What you should do — Find where "of the cluster" appears in the records below, then return that line and every later line exactly, stopping only at the last line.

Supplied data —
------------------------------------------------------------------------

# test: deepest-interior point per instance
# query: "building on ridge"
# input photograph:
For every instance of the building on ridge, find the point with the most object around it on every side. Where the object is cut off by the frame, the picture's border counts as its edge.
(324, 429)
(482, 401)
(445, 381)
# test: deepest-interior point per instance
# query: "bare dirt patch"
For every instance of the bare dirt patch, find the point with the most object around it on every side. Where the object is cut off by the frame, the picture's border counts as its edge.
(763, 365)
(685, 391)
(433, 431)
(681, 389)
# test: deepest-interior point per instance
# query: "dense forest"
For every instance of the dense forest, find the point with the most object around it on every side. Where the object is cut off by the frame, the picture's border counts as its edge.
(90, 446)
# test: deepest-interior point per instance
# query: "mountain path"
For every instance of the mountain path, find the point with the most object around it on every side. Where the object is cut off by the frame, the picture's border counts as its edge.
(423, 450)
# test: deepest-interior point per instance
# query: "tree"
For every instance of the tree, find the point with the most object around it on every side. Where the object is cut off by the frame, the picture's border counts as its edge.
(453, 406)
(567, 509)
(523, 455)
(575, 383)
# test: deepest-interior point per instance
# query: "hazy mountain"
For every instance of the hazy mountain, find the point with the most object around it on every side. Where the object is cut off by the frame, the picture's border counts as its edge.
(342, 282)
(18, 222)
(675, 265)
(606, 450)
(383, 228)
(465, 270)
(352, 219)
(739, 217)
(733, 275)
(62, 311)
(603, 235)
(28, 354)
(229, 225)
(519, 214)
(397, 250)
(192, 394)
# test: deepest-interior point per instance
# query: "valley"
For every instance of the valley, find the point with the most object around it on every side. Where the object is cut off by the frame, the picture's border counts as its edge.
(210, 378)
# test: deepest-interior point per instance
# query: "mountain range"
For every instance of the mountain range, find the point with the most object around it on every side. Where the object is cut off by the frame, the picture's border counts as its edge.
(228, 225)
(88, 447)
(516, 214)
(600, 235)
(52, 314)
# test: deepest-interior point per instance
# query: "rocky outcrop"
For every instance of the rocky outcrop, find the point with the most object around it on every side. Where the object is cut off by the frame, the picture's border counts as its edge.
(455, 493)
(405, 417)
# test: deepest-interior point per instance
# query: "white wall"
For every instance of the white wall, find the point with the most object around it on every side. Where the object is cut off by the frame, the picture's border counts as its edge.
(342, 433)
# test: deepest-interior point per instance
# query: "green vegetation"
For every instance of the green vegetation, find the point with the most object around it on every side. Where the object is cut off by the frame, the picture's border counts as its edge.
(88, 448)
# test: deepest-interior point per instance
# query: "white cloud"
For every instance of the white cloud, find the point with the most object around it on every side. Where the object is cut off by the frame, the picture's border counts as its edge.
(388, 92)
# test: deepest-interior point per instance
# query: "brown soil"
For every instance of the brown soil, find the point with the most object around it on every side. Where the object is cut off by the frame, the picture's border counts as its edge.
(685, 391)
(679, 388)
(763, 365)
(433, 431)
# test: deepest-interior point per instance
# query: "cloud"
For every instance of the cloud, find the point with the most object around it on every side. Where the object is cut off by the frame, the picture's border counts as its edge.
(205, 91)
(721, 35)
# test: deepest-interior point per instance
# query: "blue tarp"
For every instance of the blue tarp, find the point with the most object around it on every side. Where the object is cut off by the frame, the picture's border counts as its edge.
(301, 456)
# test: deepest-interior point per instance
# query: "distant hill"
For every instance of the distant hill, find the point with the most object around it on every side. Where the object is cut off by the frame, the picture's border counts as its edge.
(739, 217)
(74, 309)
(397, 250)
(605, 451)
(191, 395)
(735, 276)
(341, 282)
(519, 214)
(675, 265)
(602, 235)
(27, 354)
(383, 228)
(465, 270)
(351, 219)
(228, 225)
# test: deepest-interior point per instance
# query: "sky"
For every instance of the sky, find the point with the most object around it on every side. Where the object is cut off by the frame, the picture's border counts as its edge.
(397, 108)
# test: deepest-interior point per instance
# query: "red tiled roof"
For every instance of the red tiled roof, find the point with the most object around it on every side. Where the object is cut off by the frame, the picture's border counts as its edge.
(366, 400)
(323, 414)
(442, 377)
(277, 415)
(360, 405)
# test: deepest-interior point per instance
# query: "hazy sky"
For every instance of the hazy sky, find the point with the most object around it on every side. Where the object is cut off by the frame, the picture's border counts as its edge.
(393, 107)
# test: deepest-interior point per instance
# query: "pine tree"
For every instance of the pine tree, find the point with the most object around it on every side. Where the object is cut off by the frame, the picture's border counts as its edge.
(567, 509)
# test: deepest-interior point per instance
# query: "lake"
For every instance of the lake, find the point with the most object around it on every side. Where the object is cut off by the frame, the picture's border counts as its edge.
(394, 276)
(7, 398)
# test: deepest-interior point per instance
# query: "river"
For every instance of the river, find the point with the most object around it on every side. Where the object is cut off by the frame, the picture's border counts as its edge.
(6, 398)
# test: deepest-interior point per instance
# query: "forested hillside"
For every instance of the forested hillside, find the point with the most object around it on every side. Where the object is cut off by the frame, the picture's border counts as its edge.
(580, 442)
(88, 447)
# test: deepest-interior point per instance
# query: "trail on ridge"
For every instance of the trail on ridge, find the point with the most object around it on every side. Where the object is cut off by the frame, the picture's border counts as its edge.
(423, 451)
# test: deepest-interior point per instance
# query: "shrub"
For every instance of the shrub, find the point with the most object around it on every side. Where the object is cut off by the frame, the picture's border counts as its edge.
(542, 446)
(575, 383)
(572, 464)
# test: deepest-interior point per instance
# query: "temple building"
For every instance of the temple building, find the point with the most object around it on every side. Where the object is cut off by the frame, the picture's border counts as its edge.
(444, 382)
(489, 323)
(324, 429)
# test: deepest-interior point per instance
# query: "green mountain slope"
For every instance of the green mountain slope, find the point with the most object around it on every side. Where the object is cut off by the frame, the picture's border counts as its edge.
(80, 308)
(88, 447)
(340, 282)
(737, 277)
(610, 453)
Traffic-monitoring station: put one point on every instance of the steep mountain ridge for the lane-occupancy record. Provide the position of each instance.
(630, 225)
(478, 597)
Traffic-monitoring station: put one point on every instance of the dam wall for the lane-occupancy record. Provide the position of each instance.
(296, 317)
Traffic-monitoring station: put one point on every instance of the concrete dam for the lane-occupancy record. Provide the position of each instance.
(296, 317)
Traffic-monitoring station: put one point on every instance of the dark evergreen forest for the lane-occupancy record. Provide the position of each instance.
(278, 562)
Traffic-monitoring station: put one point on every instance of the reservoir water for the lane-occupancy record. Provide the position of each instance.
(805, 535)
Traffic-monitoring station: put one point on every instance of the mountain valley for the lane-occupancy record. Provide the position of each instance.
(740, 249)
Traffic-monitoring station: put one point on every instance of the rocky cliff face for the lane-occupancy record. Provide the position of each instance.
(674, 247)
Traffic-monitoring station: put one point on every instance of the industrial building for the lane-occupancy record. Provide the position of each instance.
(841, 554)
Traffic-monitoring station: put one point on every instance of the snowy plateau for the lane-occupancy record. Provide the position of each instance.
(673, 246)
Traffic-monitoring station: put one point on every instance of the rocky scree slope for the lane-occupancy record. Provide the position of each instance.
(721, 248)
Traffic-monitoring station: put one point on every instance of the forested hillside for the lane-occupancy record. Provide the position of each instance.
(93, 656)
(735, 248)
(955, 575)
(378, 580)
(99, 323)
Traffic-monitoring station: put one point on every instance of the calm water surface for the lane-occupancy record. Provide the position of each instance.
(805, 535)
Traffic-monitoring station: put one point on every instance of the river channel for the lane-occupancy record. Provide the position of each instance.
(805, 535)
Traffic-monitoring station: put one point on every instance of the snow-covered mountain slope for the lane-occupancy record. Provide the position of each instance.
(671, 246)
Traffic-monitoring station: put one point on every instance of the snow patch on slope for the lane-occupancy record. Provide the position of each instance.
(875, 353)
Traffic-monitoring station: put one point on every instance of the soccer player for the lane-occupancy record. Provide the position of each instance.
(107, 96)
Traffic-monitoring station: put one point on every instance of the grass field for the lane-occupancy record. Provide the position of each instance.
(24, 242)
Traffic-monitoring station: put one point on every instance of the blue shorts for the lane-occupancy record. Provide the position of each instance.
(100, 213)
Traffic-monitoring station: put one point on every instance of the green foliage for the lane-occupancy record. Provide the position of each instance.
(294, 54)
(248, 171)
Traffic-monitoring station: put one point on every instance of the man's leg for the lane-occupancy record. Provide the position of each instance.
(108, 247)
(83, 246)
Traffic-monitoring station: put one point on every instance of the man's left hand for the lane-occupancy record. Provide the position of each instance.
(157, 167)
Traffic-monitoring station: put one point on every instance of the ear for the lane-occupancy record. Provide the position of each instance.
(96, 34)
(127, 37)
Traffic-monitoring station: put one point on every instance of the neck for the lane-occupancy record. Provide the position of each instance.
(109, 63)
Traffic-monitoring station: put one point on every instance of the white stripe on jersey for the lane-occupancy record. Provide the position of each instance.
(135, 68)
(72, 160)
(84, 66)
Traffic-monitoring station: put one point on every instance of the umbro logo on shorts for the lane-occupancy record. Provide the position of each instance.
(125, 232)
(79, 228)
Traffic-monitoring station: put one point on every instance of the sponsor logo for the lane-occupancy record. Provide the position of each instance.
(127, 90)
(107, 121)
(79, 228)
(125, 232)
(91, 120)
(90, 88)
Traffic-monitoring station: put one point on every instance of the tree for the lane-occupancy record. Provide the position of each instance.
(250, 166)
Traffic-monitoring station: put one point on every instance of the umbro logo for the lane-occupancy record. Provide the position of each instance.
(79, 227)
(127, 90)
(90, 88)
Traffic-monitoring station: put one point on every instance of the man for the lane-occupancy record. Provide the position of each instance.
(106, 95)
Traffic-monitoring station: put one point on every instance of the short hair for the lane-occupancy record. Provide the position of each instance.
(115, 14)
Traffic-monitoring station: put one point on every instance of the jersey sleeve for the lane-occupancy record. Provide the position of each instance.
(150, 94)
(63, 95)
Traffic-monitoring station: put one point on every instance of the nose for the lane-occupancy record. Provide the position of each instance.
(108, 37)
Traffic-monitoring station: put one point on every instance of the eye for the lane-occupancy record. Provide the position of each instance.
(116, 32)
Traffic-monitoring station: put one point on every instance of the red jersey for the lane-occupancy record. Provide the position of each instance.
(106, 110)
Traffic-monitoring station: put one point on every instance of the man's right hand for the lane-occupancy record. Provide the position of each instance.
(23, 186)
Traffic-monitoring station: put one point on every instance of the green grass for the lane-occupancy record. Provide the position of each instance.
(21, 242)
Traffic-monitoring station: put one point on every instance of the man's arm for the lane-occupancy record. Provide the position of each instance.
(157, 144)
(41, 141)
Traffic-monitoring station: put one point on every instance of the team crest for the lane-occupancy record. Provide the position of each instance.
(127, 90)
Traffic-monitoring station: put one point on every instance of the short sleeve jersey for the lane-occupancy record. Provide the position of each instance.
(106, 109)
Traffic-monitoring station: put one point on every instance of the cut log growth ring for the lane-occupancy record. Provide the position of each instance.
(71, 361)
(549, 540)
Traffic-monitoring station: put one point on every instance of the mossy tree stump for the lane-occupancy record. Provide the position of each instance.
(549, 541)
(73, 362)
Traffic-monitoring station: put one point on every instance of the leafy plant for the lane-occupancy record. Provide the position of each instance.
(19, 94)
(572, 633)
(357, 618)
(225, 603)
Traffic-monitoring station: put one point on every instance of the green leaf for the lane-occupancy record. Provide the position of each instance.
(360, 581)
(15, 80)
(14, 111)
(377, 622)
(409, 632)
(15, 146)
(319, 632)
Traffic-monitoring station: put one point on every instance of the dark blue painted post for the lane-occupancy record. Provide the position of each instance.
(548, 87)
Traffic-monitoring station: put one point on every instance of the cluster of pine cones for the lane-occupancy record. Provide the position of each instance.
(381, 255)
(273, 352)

------------------------------------------------------------------------

Response to this task —
Traffic-monitoring station: put one point on every instance of the cluster of pine cones for the lane-occupancy record. Provide the position of each instance.
(381, 255)
(273, 352)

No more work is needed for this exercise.